[PROBLEM DETAILS]
Line by line, return the data exactly as shown.

[THE INPUT]
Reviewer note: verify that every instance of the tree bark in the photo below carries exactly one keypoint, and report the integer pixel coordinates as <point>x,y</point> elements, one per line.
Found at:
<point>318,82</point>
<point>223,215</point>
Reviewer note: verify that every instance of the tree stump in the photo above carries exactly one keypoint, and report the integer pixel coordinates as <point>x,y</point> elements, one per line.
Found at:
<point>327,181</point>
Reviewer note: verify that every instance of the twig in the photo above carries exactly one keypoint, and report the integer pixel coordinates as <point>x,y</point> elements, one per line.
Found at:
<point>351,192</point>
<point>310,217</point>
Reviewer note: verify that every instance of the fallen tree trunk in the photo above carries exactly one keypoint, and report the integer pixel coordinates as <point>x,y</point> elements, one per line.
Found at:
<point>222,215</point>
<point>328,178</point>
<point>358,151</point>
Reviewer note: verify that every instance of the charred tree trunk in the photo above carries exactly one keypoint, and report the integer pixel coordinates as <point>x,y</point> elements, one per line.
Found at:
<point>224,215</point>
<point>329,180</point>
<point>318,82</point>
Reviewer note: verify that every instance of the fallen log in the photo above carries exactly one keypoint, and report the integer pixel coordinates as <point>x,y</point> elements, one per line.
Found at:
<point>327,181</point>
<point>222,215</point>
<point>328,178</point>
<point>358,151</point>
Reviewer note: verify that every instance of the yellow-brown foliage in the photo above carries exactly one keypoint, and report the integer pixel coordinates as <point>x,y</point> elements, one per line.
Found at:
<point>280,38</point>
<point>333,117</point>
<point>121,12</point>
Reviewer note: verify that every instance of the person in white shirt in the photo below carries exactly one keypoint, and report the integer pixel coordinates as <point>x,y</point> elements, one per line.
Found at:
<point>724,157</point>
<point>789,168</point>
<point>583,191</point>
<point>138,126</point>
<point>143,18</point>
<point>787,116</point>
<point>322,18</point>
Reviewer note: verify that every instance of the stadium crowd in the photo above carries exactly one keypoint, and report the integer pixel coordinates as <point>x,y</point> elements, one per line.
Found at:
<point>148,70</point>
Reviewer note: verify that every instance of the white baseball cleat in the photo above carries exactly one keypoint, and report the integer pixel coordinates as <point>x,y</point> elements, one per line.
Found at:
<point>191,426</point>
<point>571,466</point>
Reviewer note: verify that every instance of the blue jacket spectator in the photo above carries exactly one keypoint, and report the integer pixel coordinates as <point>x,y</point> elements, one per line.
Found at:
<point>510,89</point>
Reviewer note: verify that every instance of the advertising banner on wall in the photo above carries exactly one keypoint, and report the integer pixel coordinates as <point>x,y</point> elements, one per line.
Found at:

[RESPONSE AREA]
Reviewer note: verify that every instance of the tree bark in the photo below carries exactly one keypoint, and report the integer pixel coordinates as <point>x,y</point> elements, one per line.
Found at:
<point>318,82</point>
<point>223,215</point>
Reviewer note: verify that every instance of the tree stump in the photo above carries exactly one keypoint, and report the integer pixel coordinates as <point>x,y</point> elements, one per line.
Found at:
<point>327,181</point>
Reviewer note: verify that every instance of the twig in the photo above carries exactly one keypoint, and report the integer pixel coordinates as <point>x,y</point> elements, one per line.
Found at:
<point>351,192</point>
<point>310,217</point>
Reviewer note: verify that every instance of the fallen tree trunk in the photo above carries exactly one keypoint, and report the integer pixel coordinates as <point>x,y</point> elements, one per line.
Found at:
<point>222,215</point>
<point>328,178</point>
<point>358,151</point>
Reviewer note: verify that every instance of the charred tree trunk in the photo above carries exactly one keypoint, and report the integer pixel coordinates as <point>x,y</point> elements, one per line.
Found at:
<point>224,215</point>
<point>329,180</point>
<point>318,82</point>
Reviewer note: verify that every instance of the fallen log in the photo above carries exactly one keypoint, and report the integer pixel coordinates as <point>x,y</point> elements, one per line.
Found at:
<point>327,181</point>
<point>222,215</point>
<point>328,178</point>
<point>358,151</point>
Reviewer note: verify that every instance of the yellow-brown foliage in the photo above carries exactly one keypoint, and report the integer pixel coordinates as <point>x,y</point> elements, one per line.
Found at:
<point>280,38</point>
<point>333,117</point>
<point>121,12</point>
Reviewer note: verify that every instance of the person in white shirt in the photo below carries exactly one keypoint, and report the integer pixel coordinates as <point>x,y</point> elements, one per line.
Found at:
<point>724,157</point>
<point>789,168</point>
<point>583,191</point>
<point>138,126</point>
<point>143,18</point>
<point>787,116</point>
<point>322,18</point>
Reviewer note: verify that every instance of the stadium crowd in the photo above carries exactly one keypoint, and report the integer pixel coordinates as <point>x,y</point> elements, one per line.
Found at:
<point>148,70</point>
Reviewer note: verify that every instance of the white baseball cleat in the photo above carries exactly one keypoint, and report the integer pixel coordinates as <point>x,y</point> elements, one per line.
Found at:
<point>191,426</point>
<point>571,466</point>
Reviewer note: verify that every instance of the blue jacket spectator in the photo above carries exactly one keypoint, and report the integer pixel coordinates as <point>x,y</point> elements, one per line.
Found at:
<point>510,89</point>
Reviewer note: verify that every instance of the advertising banner on wall in the photo above carries exactly one keypoint, and report the integer pixel coordinates as <point>x,y</point> elements, one per line.
Found at:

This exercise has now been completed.